Repeat the listing below word for word, leaving out the pictures.

--

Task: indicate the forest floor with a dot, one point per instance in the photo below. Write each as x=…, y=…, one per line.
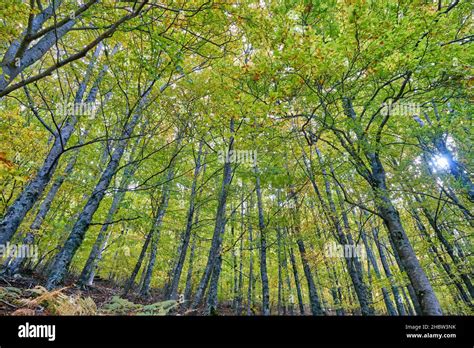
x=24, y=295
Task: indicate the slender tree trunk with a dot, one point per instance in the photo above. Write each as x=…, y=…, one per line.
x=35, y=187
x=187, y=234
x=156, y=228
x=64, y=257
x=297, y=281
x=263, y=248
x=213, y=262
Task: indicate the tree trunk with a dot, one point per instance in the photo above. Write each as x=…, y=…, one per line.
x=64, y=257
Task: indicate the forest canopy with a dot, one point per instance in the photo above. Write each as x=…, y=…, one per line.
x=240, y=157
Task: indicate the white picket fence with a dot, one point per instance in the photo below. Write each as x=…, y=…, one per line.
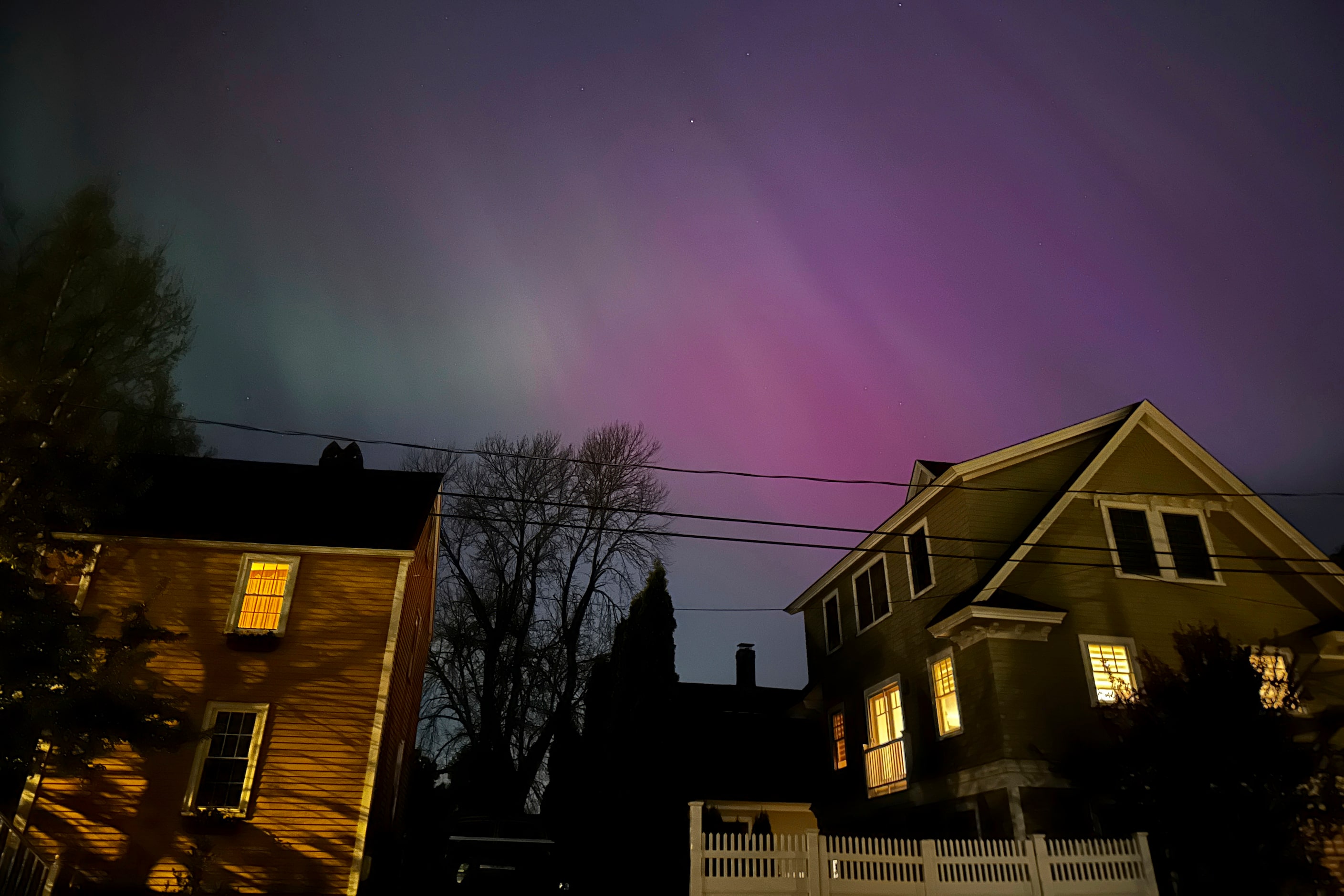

--

Complete response
Task: indicate the forest floor with a dot, one point per instance in the photo below. Write each as x=…, y=…, one per line.
x=24, y=295
Task: indicate the slender tree trunk with a dot, one point per instance in the photo above. Write each as x=…, y=…, one per line.
x=35, y=187
x=187, y=234
x=156, y=228
x=64, y=257
x=297, y=281
x=263, y=248
x=213, y=262
Task: indicate the tree trunk with a dot, one point per instance in the photo above. Write each as x=…, y=…, one per line.
x=64, y=257
Task: indicate the forest canopy with a dot, one point per instance in the photo above. Write each as x=…, y=…, one per line.
x=240, y=157
Task: indicate the white picket fence with a dot, one point per instance in the photo below. Write each as x=…, y=…, one per line.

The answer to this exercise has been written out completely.